_TRY IT_: Return a word-for-word copy of the complete listing below.

*** INPUT MATERIAL ***

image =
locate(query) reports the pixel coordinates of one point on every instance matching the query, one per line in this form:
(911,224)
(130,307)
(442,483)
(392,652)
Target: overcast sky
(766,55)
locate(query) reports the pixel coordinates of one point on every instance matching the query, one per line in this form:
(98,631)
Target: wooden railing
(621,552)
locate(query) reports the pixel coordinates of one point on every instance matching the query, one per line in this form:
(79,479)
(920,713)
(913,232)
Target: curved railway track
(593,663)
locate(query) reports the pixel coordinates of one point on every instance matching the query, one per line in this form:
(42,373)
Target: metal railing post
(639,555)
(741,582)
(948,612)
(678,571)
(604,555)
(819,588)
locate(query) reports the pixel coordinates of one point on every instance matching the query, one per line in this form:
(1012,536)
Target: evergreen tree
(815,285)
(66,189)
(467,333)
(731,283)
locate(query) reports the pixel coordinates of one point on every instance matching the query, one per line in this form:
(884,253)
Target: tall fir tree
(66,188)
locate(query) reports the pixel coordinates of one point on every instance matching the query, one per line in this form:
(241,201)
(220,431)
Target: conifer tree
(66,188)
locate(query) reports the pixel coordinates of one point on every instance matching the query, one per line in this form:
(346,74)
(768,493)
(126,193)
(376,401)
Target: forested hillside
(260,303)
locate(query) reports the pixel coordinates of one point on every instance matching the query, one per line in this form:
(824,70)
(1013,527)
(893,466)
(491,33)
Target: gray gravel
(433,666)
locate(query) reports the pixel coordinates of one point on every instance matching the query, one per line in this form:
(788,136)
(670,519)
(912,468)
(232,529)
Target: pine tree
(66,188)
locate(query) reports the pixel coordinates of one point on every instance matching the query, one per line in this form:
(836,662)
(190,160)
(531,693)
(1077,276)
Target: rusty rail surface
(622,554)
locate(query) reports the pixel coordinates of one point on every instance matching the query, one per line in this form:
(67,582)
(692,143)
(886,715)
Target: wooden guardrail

*** End of INPUT MATERIAL ***

_REPLY TO THE TASK_:
image =
locate(query) reports the pixel coordinates of one point on every instance matching the query, one per line in this form:
(911,224)
(130,307)
(442,483)
(392,652)
Target: overcast sky
(766,55)
locate(query) reports the pixel coordinates of one point on every instance matching the query, one per line in this form:
(98,631)
Target: wooden railing
(621,552)
locate(query) reports the pixel coordinates of one point on every instance matching the query, one per line in this form:
(79,479)
(920,713)
(913,232)
Target: curved railway track
(593,663)
locate(query) reports the pixel coordinates of one point on every instance matching the query, one per line in this form:
(42,373)
Target: metal railing post
(639,555)
(741,582)
(948,612)
(678,571)
(604,555)
(819,588)
locate(query) reports the pixel coordinates of one point on every instance matching the query, one per line in this form:
(1012,536)
Target: evergreen tree
(815,285)
(66,189)
(467,333)
(731,283)
locate(query) reports the pixel coordinates of one point on every instance matching the query, one per line in this form:
(884,253)
Target: tall fir tree
(66,188)
locate(query) reports the pixel coordinates of one point on every instance matching the query, one per line in this form:
(241,201)
(220,431)
Target: conifer tree
(66,188)
locate(query) reports the pixel coordinates of one point on every instance matching the query, one per line in this form:
(346,74)
(768,493)
(126,193)
(376,401)
Target: forested hillside
(260,303)
locate(query) reports the pixel coordinates of one point on every instance matching the query, one per line in this form:
(824,70)
(1013,527)
(893,466)
(491,33)
Target: gray gravel
(433,666)
locate(query) reports the pixel coordinates of one point on every instance matching the query, one per line in this form:
(788,136)
(670,519)
(912,468)
(232,529)
Target: pine tree
(66,188)
locate(query) reports the pixel coordinates of one point on every instance matching the query, one per line in this form:
(836,662)
(190,160)
(531,693)
(1077,276)
Target: rusty rail surface
(622,554)
locate(query) reports the pixel coordinates of one point on every instance matching the query, one per line in this form:
(67,582)
(692,143)
(886,715)
Target: wooden guardrail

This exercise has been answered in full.